* [What you are asked to do]: Render the lines of the material below, from the line containing "of the reflection" through the line containing "pixel 114 346", as a JSON list of strings. Use one string per line and omit any blank lines.

++++++++

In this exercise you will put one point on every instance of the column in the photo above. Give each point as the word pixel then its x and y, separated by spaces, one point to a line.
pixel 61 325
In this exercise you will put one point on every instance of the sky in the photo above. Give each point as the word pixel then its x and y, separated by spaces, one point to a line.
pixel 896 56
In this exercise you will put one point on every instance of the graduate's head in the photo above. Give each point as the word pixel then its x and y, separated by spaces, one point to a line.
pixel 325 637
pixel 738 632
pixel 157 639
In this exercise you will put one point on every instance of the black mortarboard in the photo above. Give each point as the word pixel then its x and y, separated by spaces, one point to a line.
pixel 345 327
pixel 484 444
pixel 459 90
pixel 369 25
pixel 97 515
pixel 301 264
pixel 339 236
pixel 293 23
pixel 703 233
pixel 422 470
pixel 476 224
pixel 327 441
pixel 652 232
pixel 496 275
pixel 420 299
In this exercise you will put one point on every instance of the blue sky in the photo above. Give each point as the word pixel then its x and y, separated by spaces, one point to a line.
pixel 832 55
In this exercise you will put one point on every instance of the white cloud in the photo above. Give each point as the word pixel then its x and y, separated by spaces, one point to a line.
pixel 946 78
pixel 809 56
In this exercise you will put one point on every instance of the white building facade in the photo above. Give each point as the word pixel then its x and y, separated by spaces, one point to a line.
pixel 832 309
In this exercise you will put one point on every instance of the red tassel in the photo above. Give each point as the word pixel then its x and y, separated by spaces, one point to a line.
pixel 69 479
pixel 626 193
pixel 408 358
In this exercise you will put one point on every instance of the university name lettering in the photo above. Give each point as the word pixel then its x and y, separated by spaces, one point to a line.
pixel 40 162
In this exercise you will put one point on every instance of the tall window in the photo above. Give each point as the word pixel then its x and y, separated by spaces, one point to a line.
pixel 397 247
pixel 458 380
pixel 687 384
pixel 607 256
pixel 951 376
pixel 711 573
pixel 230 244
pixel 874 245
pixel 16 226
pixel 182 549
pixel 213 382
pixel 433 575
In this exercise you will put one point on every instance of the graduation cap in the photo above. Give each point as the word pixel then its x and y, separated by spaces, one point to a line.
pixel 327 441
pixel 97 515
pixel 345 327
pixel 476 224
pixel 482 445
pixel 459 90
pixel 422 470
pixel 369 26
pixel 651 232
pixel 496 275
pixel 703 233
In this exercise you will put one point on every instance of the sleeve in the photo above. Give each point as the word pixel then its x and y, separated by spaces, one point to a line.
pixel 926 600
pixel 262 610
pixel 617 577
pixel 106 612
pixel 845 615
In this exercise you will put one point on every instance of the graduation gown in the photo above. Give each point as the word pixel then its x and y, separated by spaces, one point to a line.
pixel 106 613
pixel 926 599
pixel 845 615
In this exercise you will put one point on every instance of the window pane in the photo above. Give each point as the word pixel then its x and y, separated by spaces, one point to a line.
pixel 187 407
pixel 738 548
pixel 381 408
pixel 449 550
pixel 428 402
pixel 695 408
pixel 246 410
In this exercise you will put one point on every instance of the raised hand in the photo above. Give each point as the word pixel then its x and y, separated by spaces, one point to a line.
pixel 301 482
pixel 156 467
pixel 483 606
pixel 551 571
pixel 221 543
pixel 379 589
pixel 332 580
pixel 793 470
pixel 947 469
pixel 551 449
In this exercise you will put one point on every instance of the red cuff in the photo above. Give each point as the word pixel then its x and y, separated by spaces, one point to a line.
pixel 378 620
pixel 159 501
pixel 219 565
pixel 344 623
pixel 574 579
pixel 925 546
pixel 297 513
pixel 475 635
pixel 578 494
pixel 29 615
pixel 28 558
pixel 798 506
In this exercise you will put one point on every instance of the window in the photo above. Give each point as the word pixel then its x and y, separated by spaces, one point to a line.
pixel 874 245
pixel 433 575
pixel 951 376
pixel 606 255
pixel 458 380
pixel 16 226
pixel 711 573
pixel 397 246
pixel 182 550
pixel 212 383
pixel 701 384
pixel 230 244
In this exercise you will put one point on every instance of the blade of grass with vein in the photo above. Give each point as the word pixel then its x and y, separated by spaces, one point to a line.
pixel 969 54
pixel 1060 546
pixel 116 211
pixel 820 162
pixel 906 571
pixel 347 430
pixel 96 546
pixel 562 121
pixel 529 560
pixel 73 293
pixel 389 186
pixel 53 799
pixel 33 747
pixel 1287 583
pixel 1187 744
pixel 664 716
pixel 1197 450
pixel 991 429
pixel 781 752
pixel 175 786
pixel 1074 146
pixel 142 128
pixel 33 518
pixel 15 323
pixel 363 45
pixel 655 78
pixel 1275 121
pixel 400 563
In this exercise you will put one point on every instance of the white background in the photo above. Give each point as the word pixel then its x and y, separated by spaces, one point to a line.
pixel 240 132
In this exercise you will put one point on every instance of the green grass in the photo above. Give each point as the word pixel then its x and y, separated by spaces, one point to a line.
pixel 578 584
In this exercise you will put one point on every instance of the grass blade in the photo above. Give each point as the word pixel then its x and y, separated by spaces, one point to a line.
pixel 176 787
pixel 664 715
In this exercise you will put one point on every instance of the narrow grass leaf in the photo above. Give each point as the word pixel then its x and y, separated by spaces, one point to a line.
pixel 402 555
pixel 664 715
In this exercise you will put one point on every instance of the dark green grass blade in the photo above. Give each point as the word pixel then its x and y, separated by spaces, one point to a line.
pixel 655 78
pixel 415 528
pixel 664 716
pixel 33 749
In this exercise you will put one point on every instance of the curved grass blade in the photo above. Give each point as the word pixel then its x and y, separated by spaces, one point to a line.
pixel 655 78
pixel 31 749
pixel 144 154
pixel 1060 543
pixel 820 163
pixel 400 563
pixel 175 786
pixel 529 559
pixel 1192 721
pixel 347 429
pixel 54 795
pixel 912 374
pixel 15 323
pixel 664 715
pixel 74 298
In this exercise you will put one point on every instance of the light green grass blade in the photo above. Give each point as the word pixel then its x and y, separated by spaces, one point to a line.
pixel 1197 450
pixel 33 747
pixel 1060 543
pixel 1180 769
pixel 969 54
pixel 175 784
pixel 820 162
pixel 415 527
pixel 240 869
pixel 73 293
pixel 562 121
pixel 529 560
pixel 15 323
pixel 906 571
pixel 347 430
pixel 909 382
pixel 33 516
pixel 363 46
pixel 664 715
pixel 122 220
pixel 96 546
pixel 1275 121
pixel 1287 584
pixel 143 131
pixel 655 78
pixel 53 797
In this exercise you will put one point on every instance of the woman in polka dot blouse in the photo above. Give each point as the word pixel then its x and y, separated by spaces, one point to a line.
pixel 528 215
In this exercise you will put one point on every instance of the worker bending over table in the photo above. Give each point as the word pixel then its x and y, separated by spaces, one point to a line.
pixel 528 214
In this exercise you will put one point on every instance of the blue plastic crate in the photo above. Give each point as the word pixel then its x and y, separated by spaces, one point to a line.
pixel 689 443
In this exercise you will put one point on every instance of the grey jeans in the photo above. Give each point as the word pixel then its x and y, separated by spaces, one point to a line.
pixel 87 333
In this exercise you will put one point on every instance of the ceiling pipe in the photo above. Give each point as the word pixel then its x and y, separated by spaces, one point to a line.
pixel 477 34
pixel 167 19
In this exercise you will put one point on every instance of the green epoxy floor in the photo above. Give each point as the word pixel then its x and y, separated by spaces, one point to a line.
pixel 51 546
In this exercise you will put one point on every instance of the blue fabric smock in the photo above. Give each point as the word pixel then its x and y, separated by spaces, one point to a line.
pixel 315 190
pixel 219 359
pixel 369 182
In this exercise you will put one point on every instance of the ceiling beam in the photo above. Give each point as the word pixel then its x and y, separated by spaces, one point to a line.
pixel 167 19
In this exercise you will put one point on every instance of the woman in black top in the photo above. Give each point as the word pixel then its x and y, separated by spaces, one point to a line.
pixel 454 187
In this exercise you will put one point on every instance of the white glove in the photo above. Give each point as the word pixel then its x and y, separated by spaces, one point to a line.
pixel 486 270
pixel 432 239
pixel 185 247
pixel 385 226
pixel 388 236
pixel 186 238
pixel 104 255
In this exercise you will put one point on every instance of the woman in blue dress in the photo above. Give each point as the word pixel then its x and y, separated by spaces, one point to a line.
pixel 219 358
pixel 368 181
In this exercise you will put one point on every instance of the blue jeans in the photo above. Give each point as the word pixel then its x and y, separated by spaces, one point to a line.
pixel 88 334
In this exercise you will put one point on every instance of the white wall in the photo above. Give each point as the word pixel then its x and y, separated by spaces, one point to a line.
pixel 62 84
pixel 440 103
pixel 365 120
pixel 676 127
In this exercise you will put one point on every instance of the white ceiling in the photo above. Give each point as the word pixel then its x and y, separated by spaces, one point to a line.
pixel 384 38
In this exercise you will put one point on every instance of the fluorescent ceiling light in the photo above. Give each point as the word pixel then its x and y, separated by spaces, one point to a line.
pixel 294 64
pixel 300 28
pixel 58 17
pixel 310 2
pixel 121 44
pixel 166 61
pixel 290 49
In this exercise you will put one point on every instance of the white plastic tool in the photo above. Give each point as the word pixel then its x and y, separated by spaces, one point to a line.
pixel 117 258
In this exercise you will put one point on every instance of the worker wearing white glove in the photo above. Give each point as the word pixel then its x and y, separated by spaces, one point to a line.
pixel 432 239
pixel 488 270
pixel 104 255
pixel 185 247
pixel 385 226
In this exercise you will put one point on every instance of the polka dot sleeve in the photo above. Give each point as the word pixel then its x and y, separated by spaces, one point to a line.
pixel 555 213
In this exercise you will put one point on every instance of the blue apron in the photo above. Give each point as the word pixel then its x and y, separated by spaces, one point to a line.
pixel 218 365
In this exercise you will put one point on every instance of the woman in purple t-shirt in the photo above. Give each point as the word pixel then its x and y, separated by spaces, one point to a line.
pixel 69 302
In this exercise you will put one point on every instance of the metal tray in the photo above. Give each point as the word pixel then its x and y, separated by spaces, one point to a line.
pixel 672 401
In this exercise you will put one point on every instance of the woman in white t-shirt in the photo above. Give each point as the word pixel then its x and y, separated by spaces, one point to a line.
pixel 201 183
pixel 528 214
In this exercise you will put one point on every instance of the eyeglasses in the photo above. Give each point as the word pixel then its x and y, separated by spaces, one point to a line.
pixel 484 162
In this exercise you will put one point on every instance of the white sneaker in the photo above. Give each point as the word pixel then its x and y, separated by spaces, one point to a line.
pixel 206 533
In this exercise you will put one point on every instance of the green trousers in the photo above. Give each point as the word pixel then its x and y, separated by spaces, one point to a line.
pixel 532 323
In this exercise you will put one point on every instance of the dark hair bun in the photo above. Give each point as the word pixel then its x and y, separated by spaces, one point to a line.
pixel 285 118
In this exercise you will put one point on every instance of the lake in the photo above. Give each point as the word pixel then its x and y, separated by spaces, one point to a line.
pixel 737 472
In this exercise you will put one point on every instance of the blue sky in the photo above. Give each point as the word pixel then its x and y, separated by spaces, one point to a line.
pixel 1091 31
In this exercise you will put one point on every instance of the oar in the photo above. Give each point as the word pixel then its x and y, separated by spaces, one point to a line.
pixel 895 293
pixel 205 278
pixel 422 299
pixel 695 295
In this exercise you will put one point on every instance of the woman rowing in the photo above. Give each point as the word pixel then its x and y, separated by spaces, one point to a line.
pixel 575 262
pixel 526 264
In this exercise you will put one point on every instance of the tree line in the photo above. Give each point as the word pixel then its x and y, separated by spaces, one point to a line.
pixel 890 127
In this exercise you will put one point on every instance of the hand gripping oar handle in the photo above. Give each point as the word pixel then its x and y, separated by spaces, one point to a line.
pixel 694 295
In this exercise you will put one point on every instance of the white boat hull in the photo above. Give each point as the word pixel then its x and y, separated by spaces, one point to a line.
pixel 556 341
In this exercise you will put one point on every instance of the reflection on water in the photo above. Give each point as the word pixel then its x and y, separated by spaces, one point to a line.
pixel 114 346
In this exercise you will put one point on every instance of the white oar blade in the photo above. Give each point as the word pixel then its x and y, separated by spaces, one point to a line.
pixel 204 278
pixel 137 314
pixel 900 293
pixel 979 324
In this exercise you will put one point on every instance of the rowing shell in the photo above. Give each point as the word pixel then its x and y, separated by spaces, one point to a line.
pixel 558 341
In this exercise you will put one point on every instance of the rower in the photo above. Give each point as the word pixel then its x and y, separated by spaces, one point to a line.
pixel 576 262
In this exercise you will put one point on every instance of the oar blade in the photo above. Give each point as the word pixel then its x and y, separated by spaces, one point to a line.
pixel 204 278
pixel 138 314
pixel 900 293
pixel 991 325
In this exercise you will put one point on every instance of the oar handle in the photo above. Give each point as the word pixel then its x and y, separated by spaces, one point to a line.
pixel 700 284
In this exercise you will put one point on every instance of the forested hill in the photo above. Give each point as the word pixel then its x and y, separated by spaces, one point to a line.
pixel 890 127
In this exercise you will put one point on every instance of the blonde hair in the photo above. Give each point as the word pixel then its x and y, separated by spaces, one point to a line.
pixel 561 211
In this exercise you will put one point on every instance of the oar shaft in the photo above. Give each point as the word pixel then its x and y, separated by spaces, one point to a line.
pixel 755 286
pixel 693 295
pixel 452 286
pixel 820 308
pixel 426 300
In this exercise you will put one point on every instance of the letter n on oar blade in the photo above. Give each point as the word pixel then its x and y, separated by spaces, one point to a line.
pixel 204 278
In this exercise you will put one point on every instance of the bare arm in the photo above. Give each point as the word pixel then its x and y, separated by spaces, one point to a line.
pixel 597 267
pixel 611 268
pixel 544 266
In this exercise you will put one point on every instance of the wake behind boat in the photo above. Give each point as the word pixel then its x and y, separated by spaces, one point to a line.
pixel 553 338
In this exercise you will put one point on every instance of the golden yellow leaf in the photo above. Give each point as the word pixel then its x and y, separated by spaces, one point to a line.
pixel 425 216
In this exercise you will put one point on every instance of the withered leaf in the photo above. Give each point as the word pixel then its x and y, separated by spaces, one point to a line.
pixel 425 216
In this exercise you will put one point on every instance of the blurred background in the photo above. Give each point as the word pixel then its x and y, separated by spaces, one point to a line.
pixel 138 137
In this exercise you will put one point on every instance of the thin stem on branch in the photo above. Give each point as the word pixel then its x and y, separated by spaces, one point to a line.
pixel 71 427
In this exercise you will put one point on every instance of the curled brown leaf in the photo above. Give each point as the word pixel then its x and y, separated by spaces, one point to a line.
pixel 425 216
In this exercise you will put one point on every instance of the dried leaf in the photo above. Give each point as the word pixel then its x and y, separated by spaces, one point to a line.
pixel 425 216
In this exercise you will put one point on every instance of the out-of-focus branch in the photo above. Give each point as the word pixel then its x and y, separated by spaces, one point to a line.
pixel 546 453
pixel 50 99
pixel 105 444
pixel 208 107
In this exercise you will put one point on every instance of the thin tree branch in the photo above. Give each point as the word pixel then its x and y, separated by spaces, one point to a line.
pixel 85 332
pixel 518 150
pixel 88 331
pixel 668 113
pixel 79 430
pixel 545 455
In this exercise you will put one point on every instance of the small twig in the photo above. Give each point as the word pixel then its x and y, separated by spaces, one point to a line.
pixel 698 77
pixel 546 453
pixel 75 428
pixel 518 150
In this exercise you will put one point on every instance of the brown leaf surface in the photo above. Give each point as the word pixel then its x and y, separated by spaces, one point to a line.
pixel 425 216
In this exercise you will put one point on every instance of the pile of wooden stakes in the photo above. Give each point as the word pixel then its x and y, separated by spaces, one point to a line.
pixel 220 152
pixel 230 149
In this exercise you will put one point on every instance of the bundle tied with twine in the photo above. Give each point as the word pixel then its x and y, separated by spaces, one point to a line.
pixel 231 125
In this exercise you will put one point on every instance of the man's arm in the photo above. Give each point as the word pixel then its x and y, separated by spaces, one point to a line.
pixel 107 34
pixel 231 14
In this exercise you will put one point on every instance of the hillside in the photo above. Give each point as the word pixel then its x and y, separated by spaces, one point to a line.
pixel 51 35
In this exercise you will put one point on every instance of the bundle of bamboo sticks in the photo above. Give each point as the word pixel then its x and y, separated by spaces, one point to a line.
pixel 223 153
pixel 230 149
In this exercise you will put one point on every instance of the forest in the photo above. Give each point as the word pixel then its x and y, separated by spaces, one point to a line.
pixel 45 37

++++++++

* [Task output]:
[
  "In this exercise you will put one point on every instance of the reflection on water in the photo above. Give each point as the word pixel then its x and y, separated by spaces, one point to a line.",
  "pixel 114 346"
]